** START Items **
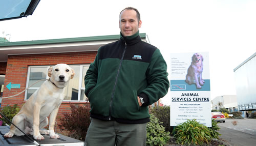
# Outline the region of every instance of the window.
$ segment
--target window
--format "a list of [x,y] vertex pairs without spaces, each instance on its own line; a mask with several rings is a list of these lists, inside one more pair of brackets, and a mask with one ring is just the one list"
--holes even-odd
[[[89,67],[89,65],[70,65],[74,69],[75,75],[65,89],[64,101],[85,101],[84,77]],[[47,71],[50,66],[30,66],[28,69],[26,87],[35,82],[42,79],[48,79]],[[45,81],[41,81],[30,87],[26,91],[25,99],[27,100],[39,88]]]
** END Items **
Written request: Reproduce every row above without any change, leaving out the pictures.

Response to the exercise:
# Outline the region of every instance of the window.
$ segment
--target window
--format "a list of [x,y] vertex pairs without spaces, each instance on its own line; a mask with several rings is a list of these lists, inside one more pair of brackets, and a mask with one ring is just the one list"
--holes even-odd
[[[89,67],[89,65],[70,65],[74,69],[75,75],[65,89],[64,101],[85,101],[84,77]],[[47,71],[50,66],[30,66],[28,69],[26,87],[35,82],[42,79],[48,79]],[[45,81],[41,81],[30,87],[26,91],[25,99],[27,100],[39,88]]]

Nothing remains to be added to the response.